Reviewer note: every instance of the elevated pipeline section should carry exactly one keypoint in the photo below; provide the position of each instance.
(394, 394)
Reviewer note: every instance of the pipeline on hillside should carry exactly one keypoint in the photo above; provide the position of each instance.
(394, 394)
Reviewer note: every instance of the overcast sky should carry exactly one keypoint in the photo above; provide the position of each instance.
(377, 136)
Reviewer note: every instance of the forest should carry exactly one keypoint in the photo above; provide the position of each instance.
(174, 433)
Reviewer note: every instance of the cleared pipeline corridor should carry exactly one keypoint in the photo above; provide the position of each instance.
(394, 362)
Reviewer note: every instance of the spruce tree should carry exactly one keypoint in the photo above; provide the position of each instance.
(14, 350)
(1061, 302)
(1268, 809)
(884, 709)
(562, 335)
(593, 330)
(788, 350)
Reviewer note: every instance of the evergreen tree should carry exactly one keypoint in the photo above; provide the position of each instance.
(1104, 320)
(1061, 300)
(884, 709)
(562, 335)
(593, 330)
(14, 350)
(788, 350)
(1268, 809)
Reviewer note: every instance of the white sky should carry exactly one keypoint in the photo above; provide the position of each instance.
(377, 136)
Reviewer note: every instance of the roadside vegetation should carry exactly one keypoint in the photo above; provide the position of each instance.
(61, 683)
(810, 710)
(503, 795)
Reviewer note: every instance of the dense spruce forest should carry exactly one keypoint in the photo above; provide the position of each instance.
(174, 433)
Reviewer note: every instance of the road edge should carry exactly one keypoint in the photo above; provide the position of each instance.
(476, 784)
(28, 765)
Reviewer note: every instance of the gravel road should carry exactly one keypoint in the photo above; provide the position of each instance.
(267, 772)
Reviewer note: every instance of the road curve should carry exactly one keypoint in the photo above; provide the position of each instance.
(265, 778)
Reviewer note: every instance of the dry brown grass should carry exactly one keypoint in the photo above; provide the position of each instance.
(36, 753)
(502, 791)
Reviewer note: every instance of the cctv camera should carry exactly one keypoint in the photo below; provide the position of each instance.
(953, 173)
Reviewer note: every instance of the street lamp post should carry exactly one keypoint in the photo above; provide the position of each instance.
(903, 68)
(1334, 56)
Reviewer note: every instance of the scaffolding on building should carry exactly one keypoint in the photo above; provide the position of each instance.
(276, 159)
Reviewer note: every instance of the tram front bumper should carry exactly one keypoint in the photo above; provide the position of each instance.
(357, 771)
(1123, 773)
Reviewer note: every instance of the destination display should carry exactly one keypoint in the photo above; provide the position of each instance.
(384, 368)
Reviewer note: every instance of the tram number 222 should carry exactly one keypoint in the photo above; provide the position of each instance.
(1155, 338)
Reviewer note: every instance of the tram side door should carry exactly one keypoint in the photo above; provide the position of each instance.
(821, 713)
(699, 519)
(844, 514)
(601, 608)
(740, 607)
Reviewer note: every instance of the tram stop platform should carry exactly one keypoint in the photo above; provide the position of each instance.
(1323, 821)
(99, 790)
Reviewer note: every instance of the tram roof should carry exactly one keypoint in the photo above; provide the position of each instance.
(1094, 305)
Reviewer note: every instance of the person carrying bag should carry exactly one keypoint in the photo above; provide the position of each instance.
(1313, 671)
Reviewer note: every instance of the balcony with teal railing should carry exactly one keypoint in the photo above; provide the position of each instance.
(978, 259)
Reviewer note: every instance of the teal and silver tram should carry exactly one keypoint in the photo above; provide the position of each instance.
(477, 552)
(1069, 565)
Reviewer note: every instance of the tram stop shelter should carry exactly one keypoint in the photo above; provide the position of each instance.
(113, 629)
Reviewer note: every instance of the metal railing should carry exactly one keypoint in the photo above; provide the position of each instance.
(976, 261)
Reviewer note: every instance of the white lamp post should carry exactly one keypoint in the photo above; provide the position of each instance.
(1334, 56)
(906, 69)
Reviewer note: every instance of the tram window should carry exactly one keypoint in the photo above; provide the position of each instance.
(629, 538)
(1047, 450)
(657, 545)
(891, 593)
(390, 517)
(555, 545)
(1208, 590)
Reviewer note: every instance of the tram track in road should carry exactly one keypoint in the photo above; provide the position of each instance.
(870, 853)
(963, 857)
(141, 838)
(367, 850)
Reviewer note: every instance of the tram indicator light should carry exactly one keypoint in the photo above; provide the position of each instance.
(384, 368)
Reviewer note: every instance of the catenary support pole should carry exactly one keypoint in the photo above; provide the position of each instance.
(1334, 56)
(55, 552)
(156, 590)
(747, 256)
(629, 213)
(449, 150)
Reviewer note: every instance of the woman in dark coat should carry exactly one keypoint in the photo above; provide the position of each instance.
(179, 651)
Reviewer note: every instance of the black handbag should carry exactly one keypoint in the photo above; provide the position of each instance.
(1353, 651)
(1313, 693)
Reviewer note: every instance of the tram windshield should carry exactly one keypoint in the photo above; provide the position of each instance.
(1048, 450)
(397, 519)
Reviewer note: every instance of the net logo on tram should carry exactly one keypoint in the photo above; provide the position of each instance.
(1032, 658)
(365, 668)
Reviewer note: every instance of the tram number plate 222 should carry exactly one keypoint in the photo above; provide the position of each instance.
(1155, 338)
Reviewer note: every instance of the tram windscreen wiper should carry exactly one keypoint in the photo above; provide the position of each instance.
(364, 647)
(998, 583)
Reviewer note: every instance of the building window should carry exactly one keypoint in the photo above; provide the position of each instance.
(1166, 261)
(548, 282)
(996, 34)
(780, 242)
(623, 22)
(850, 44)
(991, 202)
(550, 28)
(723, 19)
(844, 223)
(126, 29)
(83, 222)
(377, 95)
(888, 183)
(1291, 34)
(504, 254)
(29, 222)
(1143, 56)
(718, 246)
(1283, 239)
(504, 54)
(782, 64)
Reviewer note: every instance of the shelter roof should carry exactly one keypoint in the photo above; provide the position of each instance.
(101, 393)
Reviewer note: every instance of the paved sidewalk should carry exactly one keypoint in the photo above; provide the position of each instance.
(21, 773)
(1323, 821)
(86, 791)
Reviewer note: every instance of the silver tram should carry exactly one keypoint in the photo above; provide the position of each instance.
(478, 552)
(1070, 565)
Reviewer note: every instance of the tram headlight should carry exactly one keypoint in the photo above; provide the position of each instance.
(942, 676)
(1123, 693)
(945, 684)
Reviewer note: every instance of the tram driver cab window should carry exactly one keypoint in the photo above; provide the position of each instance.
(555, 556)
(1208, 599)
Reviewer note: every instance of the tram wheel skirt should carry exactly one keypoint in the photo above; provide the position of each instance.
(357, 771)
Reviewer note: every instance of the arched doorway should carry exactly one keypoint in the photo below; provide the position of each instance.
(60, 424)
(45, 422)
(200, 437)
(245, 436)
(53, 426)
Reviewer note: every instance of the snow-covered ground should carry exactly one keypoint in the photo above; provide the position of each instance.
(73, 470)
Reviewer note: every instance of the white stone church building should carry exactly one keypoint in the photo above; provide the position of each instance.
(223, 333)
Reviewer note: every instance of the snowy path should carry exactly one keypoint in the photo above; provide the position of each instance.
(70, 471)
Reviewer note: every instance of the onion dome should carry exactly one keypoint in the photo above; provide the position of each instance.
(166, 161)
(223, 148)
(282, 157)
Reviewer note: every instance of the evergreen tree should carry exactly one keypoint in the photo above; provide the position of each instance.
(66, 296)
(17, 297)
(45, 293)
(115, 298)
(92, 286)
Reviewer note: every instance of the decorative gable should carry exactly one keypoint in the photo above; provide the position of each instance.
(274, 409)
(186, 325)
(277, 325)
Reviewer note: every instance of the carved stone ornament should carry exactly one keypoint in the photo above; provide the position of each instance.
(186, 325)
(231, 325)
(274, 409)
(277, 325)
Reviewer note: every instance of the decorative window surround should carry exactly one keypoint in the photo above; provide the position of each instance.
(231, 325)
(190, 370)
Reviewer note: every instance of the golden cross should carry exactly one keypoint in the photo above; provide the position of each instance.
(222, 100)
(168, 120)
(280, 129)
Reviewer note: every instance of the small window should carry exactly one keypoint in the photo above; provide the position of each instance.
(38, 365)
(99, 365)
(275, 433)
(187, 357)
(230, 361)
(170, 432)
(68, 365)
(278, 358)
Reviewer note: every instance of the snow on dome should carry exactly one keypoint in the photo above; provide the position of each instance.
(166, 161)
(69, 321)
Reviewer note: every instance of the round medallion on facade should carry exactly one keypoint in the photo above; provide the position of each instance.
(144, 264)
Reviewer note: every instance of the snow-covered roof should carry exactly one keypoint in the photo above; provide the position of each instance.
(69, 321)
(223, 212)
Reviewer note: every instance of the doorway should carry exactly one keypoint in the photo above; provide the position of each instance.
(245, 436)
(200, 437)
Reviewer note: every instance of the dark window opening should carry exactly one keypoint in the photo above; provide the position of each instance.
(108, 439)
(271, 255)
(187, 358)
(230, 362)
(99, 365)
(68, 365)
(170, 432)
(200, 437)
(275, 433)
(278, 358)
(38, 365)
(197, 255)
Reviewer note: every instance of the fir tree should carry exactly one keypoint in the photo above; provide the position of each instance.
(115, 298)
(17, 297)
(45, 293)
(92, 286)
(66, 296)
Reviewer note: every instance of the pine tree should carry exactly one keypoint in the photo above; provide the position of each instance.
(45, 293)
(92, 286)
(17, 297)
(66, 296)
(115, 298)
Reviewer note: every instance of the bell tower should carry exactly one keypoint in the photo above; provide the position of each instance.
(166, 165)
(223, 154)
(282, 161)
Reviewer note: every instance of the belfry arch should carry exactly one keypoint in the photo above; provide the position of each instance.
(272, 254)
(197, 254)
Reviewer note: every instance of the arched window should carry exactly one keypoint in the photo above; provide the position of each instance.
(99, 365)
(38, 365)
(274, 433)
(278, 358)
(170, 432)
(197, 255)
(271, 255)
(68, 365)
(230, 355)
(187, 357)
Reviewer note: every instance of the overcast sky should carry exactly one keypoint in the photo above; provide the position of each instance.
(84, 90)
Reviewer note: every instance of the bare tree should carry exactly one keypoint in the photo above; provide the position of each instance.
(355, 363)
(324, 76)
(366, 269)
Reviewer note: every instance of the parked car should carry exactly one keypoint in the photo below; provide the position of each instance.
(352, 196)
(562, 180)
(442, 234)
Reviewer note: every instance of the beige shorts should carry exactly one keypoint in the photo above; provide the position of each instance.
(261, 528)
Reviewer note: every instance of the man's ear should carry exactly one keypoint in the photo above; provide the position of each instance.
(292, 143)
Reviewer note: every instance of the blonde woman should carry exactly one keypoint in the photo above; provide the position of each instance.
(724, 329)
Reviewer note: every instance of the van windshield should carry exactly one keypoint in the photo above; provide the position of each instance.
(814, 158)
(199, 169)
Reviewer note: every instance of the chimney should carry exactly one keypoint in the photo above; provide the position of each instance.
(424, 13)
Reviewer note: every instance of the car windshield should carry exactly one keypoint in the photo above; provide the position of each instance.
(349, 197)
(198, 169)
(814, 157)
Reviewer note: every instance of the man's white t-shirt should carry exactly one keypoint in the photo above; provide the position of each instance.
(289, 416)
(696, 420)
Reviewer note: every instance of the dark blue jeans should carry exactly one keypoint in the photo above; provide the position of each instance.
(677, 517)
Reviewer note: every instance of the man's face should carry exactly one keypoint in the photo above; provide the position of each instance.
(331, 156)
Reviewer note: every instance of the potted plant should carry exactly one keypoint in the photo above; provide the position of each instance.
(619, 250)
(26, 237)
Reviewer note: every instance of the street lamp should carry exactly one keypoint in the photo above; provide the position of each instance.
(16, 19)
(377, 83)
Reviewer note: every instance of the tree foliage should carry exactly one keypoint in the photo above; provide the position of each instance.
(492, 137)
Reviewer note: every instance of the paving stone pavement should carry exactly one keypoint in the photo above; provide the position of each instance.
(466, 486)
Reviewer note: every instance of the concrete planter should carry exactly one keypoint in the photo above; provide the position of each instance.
----
Direction:
Using the records above, please retype only the run of lines from the line holding "Reviewer note: every instance of the man's white" through the last line, both ends included.

Full solution:
Reviewer note: every instance of the man's white t-shirt should carry exactly one keypoint in the photo above; provide the position of each instance.
(289, 416)
(696, 420)
Reviewer note: every instance of the dark blue jeans should carry exactly one keypoint in the photo above; provide the position of each instance.
(677, 517)
Reviewer note: every instance of the man's face should carry exactly one keypoint in the photo above; provide the position of each instance.
(331, 156)
Reviewer note: every instance of the potted plant should carry exactly one keypoint in the photo above; provide the position of each instance.
(619, 250)
(26, 237)
Reviewer note: every instance of the street lamp should carry exactly one keypoint in the photo above; provide the position of each instance.
(16, 19)
(377, 83)
Reviewer note: every instance of the tree foliage should carry exactly one keypoint in the photo above; provide the position of each instance.
(492, 137)
Reviewer note: every instance of the paving stone pavement should carry exactly one keypoint in the photo above; provide the position of each instance.
(466, 486)
Reviewer note: every instance of the concrete planter should carry exactly one keypoint in the photo above; provide the position of each instance.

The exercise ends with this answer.